▶ **Task details**
Your task is to repeat the records exactly from the line containing "Would you be able to indicate the wooden" onward, through the final line.

╭─ Source records

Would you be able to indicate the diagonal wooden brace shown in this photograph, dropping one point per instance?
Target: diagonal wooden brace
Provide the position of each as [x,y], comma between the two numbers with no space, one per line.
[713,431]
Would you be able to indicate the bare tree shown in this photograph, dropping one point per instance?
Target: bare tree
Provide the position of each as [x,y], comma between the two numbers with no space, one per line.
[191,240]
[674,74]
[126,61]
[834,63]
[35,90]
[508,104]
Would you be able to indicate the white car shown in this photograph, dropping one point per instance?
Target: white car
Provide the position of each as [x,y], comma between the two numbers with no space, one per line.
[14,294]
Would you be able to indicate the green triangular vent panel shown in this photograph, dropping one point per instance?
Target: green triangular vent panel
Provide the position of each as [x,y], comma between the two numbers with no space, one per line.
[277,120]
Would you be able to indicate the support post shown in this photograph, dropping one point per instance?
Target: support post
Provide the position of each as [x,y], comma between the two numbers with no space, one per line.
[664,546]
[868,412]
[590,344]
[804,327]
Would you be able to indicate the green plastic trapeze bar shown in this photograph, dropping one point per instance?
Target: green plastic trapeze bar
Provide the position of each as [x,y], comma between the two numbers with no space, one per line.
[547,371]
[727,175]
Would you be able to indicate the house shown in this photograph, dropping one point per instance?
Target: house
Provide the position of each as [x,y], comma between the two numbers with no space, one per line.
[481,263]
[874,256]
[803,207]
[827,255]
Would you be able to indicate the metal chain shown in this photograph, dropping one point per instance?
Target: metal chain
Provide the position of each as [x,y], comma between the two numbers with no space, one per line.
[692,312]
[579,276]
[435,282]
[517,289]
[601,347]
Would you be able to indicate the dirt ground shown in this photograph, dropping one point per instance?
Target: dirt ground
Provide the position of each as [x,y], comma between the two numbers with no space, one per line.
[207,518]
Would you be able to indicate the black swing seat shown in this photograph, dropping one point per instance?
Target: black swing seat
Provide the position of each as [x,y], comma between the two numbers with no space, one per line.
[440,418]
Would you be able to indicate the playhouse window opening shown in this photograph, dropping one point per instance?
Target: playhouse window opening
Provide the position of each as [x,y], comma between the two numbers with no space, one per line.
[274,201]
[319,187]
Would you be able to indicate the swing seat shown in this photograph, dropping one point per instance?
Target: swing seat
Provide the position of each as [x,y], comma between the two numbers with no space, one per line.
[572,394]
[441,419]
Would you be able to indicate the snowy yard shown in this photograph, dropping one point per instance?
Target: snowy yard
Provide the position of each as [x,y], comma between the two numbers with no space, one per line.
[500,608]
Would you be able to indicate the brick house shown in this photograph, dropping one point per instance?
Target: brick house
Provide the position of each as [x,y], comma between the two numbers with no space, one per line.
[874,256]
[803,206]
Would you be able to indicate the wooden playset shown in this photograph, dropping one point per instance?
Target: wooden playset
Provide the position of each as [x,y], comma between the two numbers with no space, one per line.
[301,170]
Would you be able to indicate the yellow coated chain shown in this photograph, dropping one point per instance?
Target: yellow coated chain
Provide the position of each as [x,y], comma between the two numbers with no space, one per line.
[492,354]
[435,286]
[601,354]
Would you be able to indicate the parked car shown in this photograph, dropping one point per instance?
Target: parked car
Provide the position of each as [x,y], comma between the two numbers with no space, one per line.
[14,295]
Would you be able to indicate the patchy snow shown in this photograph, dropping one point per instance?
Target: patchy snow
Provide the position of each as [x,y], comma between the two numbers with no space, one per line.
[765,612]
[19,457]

╰─

▶ **Answer for this exercise**
Would you be able to indicate the wooden playset shown in this photograph, dropping one point per instance?
Target: wooden playset
Provide the position of each as [x,y], comma between the two numbers with no space, one per line.
[301,170]
Would you be able to indicate the yellow coated chain shown in this photograph, dropping one point per instance?
Target: yellow coated chain
Provide the position of each as [x,y], comma between the two numbers with no space, one per line.
[492,354]
[435,286]
[601,354]
Would you be able to indicate the parked car shown in this photograph, dropping one point per instance?
Target: parked car
Provide the position of each as [x,y], comma between the two numbers with no space, one per line.
[14,295]
Would you be able to indicate the patchy snow shown in this photograph, dropping one point per instance?
Target: patchy snow
Provide the position of each as [x,y], comma between the two numbers with no space, one per line.
[765,612]
[19,457]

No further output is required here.